■ Written request
Lay out the material between the lines holding "of the tzatziki" and "<point>816,609</point>", inclusive, as a Markdown table with the columns Row and Entry, numbering each line and leaving out blank lines.

● ● ● ●

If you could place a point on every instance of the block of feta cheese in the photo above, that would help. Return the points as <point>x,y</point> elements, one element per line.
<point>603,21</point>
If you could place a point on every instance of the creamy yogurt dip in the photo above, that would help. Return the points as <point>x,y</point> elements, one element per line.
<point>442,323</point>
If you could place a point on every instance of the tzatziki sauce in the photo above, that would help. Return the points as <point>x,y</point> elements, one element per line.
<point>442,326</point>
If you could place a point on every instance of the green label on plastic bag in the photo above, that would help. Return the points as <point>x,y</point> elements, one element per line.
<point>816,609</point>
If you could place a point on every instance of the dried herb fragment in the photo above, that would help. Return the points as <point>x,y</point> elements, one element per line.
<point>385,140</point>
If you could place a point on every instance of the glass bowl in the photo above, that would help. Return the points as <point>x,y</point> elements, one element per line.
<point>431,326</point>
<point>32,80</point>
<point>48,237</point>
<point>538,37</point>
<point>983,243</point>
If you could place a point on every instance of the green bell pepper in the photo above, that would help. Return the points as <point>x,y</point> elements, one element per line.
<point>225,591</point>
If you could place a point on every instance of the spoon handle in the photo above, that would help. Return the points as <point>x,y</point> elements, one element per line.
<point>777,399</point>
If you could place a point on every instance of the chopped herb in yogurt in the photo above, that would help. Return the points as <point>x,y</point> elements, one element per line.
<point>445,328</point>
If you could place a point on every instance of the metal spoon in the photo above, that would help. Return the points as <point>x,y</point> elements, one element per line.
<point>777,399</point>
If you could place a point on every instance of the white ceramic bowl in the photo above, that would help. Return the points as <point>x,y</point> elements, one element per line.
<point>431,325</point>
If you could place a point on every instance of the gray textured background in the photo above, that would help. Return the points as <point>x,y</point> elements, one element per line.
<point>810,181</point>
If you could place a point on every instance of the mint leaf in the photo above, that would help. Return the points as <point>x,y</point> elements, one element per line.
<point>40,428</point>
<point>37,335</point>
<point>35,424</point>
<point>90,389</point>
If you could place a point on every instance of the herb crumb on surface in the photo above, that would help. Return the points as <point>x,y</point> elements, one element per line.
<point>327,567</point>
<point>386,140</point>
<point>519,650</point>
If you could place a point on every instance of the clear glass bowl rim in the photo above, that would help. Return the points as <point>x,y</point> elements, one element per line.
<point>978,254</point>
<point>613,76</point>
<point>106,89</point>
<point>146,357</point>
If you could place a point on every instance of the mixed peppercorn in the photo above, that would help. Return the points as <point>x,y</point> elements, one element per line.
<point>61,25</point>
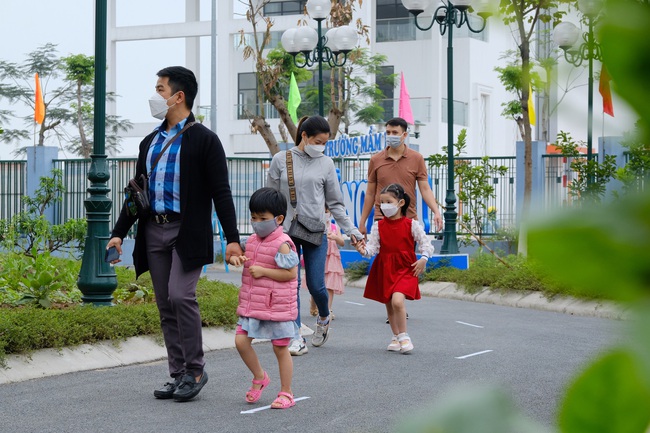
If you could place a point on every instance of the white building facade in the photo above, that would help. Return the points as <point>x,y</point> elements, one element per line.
<point>138,49</point>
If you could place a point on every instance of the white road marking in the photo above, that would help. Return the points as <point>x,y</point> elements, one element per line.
<point>354,303</point>
<point>473,354</point>
<point>257,409</point>
<point>468,324</point>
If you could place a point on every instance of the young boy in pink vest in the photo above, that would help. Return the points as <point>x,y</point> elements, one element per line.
<point>268,295</point>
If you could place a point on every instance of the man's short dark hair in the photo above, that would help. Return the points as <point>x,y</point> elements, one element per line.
<point>398,121</point>
<point>181,80</point>
<point>268,200</point>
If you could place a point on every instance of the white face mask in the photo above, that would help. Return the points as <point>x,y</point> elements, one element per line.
<point>264,228</point>
<point>388,209</point>
<point>158,106</point>
<point>315,150</point>
<point>393,140</point>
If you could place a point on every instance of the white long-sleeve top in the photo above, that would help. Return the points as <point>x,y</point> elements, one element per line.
<point>424,244</point>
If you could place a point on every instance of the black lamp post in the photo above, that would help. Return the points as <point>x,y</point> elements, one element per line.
<point>319,48</point>
<point>447,16</point>
<point>566,36</point>
<point>97,279</point>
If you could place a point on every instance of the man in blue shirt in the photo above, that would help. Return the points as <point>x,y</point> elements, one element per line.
<point>187,174</point>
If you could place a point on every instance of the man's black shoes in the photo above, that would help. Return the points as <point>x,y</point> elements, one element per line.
<point>189,387</point>
<point>167,390</point>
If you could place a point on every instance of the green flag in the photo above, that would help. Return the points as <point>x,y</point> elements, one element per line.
<point>294,99</point>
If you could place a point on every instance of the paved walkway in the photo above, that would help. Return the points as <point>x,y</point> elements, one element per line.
<point>110,354</point>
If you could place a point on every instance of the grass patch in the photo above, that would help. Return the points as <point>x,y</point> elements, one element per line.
<point>28,328</point>
<point>486,271</point>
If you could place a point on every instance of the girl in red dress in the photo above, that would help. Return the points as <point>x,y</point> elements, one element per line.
<point>394,274</point>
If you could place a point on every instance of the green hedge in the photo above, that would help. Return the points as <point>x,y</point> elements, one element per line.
<point>29,328</point>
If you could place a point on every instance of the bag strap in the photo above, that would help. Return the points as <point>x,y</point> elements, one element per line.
<point>292,185</point>
<point>155,162</point>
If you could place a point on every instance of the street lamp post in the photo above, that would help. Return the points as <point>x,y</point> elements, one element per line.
<point>319,48</point>
<point>97,279</point>
<point>447,16</point>
<point>566,36</point>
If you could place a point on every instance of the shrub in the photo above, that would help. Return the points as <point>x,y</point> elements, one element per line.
<point>29,328</point>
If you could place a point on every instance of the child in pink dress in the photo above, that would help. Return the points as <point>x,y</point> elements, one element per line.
<point>333,266</point>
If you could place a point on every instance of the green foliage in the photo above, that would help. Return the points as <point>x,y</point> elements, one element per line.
<point>357,270</point>
<point>485,270</point>
<point>32,234</point>
<point>609,397</point>
<point>637,170</point>
<point>70,105</point>
<point>40,280</point>
<point>30,328</point>
<point>475,186</point>
<point>600,172</point>
<point>623,38</point>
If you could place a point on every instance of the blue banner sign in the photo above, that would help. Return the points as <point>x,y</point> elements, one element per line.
<point>345,146</point>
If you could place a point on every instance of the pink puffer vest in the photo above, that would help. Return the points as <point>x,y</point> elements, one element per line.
<point>264,298</point>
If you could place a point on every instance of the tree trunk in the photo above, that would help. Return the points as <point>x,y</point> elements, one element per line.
<point>259,125</point>
<point>280,105</point>
<point>528,159</point>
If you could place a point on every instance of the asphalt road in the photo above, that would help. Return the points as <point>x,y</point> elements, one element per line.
<point>351,384</point>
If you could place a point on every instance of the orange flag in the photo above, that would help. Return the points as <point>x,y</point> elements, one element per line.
<point>39,105</point>
<point>605,91</point>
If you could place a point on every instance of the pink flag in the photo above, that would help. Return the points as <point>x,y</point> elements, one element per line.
<point>405,111</point>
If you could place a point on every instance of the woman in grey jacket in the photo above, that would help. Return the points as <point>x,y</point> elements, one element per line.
<point>316,184</point>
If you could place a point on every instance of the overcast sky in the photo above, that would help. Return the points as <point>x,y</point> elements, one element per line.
<point>70,24</point>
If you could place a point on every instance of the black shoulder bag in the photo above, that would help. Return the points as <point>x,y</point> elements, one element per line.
<point>305,229</point>
<point>136,193</point>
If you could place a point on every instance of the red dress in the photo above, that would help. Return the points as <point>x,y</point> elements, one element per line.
<point>391,271</point>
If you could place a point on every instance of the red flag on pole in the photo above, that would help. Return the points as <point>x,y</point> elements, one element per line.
<point>39,105</point>
<point>405,111</point>
<point>605,91</point>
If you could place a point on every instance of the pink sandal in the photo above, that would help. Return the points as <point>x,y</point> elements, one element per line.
<point>253,395</point>
<point>284,401</point>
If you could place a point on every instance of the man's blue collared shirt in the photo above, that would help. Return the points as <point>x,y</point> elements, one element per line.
<point>164,182</point>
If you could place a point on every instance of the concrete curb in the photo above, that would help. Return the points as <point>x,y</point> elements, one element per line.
<point>106,354</point>
<point>523,299</point>
<point>110,354</point>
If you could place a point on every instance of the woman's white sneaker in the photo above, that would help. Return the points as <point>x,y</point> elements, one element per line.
<point>394,345</point>
<point>405,343</point>
<point>298,347</point>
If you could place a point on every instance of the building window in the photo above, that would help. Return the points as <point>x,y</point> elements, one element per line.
<point>394,22</point>
<point>246,95</point>
<point>247,40</point>
<point>387,88</point>
<point>460,112</point>
<point>387,9</point>
<point>277,8</point>
<point>247,105</point>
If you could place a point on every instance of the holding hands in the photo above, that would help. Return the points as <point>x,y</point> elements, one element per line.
<point>237,260</point>
<point>420,266</point>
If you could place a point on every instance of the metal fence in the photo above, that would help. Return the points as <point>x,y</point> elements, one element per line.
<point>249,174</point>
<point>504,200</point>
<point>13,186</point>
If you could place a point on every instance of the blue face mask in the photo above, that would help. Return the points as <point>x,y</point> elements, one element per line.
<point>264,228</point>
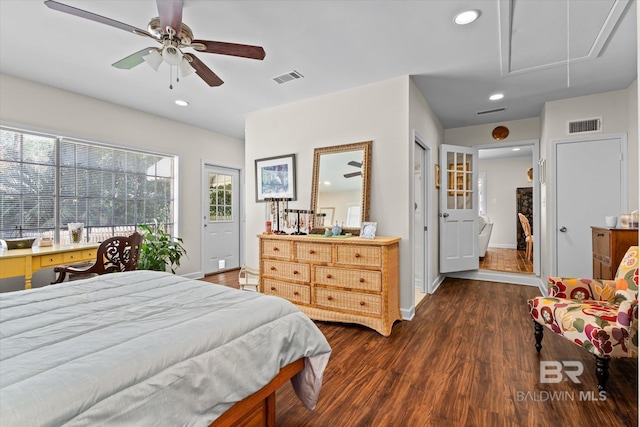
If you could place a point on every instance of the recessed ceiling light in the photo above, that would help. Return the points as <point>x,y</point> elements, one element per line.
<point>467,17</point>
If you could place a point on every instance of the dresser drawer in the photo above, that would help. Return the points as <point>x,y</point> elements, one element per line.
<point>276,249</point>
<point>601,243</point>
<point>360,255</point>
<point>52,259</point>
<point>286,270</point>
<point>346,278</point>
<point>313,252</point>
<point>349,301</point>
<point>290,291</point>
<point>74,256</point>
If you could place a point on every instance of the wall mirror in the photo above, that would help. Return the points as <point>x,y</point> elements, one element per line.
<point>340,185</point>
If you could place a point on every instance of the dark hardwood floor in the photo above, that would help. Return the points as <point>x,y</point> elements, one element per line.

● ● ● ●

■ The output
| Row | Entry |
|---|---|
| 1 | If you could place a point on every instance of the tzatziki sauce in the photo above, that would help. Return the points as <point>x,y</point> elements, one element per line. |
| 2 | <point>442,326</point> |
| 3 | If you could place a point on every instance of the green label on plastic bag in the photo above, that would help. Return the points as <point>x,y</point> elements, one element per line. |
| 4 | <point>816,609</point> |